The task = Add 38 to every bounding box coordinate in the answers, and write out everything from the start of the material down to the line containing "[148,0,180,19]", both ends and the requests included. Leave the pictures out.

******************************

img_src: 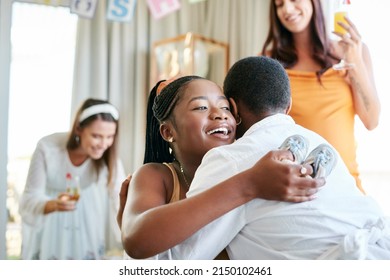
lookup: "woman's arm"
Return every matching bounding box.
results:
[118,151,324,258]
[340,16,380,130]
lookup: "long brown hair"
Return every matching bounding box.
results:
[261,0,340,77]
[66,98,119,187]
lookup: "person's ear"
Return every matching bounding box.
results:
[160,122,175,143]
[286,97,292,115]
[229,97,241,125]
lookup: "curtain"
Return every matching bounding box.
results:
[73,0,326,173]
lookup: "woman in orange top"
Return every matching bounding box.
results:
[261,0,380,192]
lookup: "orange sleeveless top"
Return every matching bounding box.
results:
[286,69,364,193]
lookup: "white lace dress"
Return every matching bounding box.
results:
[20,133,125,260]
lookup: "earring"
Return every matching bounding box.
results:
[236,116,242,126]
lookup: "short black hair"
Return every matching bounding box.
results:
[223,56,291,115]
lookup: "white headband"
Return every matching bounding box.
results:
[79,103,119,122]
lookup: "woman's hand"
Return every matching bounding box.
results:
[333,17,363,64]
[116,175,131,229]
[250,150,325,202]
[43,193,77,214]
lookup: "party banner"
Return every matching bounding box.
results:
[107,0,137,22]
[70,0,98,19]
[148,0,180,19]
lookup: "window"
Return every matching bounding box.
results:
[6,2,77,258]
[351,0,390,215]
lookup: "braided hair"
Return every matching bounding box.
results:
[144,76,205,164]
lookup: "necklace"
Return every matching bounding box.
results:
[178,161,190,190]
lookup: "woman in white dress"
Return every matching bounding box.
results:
[20,99,125,260]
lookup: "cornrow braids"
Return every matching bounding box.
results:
[144,76,204,163]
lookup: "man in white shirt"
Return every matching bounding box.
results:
[170,56,390,259]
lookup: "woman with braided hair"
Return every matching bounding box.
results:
[117,76,324,259]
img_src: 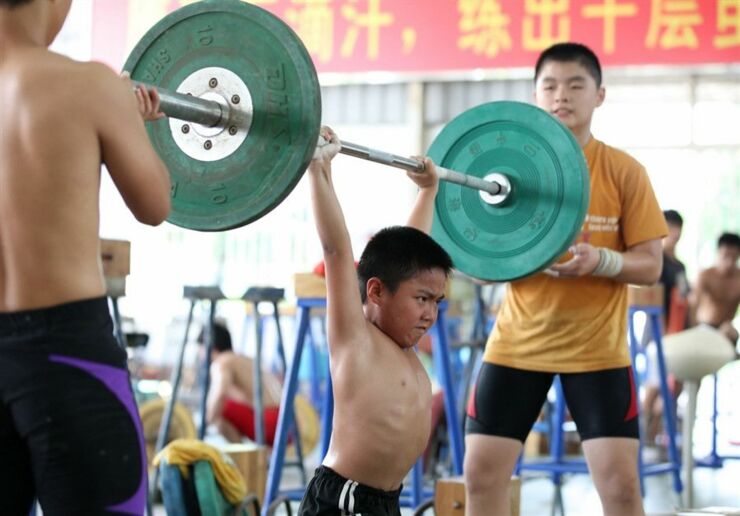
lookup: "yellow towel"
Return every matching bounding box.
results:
[153,439,247,504]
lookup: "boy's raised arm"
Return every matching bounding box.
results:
[308,127,366,352]
[406,158,439,235]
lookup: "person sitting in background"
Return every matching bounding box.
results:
[198,322,282,446]
[690,233,740,346]
[642,210,689,443]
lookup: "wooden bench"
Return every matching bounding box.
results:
[434,476,521,516]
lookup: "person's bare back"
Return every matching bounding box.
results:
[211,351,282,408]
[690,233,740,343]
[299,128,452,515]
[0,31,169,311]
[0,0,170,514]
[696,267,740,327]
[323,300,436,491]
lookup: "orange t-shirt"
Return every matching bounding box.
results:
[483,138,668,373]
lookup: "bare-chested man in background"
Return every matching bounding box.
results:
[0,0,170,515]
[298,127,452,516]
[691,233,740,350]
[199,321,282,446]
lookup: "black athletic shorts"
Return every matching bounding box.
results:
[465,362,639,442]
[298,466,401,516]
[0,298,147,516]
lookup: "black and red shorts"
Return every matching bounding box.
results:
[465,362,639,442]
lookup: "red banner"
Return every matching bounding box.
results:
[93,0,740,72]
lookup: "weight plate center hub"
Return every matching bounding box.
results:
[169,67,254,161]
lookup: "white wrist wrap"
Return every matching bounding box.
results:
[591,247,624,278]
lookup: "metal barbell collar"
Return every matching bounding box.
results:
[133,81,511,204]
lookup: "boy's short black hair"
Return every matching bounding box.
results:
[534,43,601,88]
[357,226,452,304]
[717,233,740,249]
[0,0,32,9]
[198,321,233,352]
[663,210,683,228]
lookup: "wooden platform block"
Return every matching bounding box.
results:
[434,476,522,516]
[627,283,663,306]
[293,272,326,298]
[100,239,131,278]
[218,443,269,504]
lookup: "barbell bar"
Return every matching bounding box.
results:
[134,81,511,200]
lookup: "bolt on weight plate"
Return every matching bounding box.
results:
[428,101,589,281]
[124,0,321,231]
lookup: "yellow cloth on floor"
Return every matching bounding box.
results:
[153,439,247,504]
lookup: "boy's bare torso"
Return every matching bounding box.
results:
[213,352,282,408]
[696,267,740,327]
[323,322,432,491]
[0,48,105,311]
[0,36,170,312]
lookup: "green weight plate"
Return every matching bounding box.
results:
[124,0,321,231]
[428,101,589,281]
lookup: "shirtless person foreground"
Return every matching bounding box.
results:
[691,233,740,345]
[298,128,452,515]
[0,0,170,515]
[199,322,282,446]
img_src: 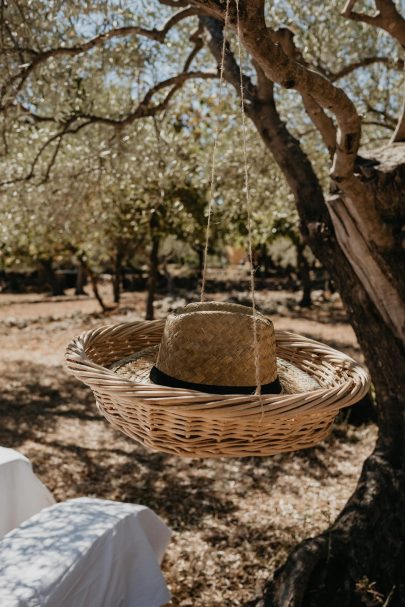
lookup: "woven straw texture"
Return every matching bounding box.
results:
[157,302,277,386]
[66,320,369,458]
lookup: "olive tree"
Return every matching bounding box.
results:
[1,0,405,607]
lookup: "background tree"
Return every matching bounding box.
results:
[1,0,405,607]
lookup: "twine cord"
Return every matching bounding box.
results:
[201,0,264,408]
[235,0,264,404]
[201,0,230,301]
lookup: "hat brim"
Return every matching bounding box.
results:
[109,346,321,394]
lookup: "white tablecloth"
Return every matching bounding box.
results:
[0,447,55,538]
[0,498,170,607]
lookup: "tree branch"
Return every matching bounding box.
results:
[194,0,361,183]
[0,7,198,110]
[326,56,404,82]
[341,0,405,48]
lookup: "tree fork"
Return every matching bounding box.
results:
[259,446,405,607]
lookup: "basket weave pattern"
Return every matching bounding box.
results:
[66,320,369,458]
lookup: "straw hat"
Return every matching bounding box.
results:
[110,302,320,394]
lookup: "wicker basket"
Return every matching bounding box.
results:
[66,320,369,458]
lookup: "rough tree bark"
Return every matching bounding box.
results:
[197,0,405,607]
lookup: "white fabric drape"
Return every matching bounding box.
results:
[0,447,55,538]
[0,498,170,607]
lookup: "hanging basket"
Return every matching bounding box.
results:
[66,320,369,458]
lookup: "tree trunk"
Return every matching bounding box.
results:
[75,263,87,295]
[39,258,65,296]
[295,240,312,308]
[87,274,110,312]
[264,156,405,607]
[145,236,160,320]
[201,17,405,607]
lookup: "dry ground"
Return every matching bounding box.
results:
[0,282,375,607]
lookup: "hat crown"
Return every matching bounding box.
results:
[156,302,277,387]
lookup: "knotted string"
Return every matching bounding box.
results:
[201,0,230,301]
[201,0,264,410]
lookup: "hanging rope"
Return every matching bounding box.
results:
[235,0,263,400]
[201,0,230,301]
[201,0,264,404]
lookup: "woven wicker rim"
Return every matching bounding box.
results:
[66,320,370,421]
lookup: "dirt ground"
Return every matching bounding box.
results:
[0,287,376,607]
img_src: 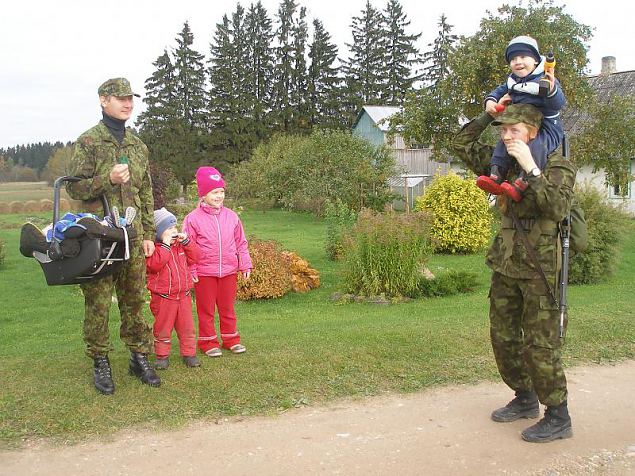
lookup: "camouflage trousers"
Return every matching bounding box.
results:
[489,272,567,406]
[80,241,153,358]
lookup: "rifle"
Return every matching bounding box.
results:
[559,136,571,338]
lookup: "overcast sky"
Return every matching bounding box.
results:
[0,0,635,147]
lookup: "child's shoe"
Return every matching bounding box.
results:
[205,347,223,357]
[154,357,170,370]
[501,177,529,202]
[476,165,506,195]
[229,344,247,354]
[183,355,201,367]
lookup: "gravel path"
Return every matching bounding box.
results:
[0,361,635,476]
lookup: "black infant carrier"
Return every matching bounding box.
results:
[20,176,136,286]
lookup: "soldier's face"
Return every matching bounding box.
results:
[99,96,134,121]
[500,122,536,145]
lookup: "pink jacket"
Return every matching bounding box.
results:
[183,202,253,278]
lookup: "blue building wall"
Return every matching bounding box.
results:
[353,111,384,145]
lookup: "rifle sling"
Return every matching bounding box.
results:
[509,207,559,307]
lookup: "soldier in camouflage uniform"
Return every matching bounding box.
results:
[66,78,161,394]
[453,104,576,442]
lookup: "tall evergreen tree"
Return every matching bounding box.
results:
[137,49,177,132]
[308,18,344,129]
[421,14,458,87]
[140,22,207,191]
[342,0,388,124]
[245,0,274,126]
[174,22,206,130]
[210,5,270,163]
[273,0,309,132]
[382,0,421,106]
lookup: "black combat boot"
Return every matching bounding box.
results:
[521,402,573,443]
[93,355,115,395]
[492,390,540,422]
[129,352,161,387]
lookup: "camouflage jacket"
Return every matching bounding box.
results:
[453,113,576,279]
[66,121,156,241]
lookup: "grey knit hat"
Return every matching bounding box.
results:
[505,36,541,63]
[154,207,176,241]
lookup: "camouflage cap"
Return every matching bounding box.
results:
[492,104,542,129]
[97,78,141,97]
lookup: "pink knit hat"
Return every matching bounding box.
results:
[196,167,225,197]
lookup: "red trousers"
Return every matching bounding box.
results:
[150,293,196,358]
[194,274,240,352]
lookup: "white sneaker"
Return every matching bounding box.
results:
[205,347,223,357]
[229,344,247,354]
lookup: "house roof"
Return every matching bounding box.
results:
[562,71,635,135]
[353,106,401,132]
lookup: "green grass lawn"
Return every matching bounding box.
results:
[0,211,635,445]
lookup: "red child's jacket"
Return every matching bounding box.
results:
[146,239,200,298]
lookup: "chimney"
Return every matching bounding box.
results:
[600,56,617,74]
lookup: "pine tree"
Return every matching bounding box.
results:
[245,1,274,126]
[342,0,388,124]
[308,18,344,129]
[273,0,310,132]
[382,0,421,106]
[174,22,207,130]
[139,22,207,192]
[421,14,458,87]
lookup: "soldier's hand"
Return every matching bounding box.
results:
[110,164,130,185]
[505,139,536,172]
[142,240,154,258]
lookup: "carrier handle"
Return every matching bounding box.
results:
[53,175,110,229]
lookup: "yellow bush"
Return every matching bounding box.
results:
[237,240,291,301]
[283,251,320,293]
[237,239,320,301]
[415,173,492,253]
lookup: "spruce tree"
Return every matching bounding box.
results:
[382,0,421,106]
[421,14,458,86]
[273,0,310,132]
[140,22,207,192]
[308,18,344,129]
[245,1,274,130]
[342,0,388,124]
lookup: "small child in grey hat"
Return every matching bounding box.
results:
[146,207,201,369]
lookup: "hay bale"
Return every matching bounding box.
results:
[9,201,24,213]
[22,200,40,213]
[60,198,71,212]
[40,198,53,212]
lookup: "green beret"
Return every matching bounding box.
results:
[97,78,141,97]
[492,104,542,129]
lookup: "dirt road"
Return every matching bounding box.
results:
[0,361,635,476]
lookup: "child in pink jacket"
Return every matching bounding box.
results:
[183,167,252,357]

******************************

Response to this task =
img_src: 
lookup: "woman's arm"
Return every matching bounding box.
results:
[156,189,362,296]
[378,54,418,168]
lookup: "long brown hair"
Return every matching bounding box.
results:
[299,38,378,115]
[104,136,157,225]
lookup: "person's ear"
Return every matching bounding box.
results:
[198,160,213,181]
[324,135,330,153]
[267,135,279,163]
lookup: "curtain"
Return every matching bounding box.
results:
[111,38,364,211]
lookup: "woman in orange top"
Return every matching bounding box.
results:
[299,38,418,230]
lookup: "orange sleeveless top"
Return every matching bounding box.
results:
[324,107,402,231]
lookup: "white lace dress"
Return every matching bounding box.
results:
[58,171,163,298]
lookup: "earring"
Return every matching bounding box.
results:
[274,154,280,164]
lookup: "short black hair"
Return every matching bounding box.
results:
[261,94,329,153]
lookup: "white headband"
Return every matching bounding box.
results:
[117,141,157,160]
lookup: "woman's hand"
Return every matching bounding box.
results:
[371,55,401,102]
[154,213,169,267]
[288,188,363,240]
[81,231,115,252]
lookup: "party banner"
Return every matching bounding box.
results:
[145,38,175,60]
[108,38,136,57]
[186,38,218,57]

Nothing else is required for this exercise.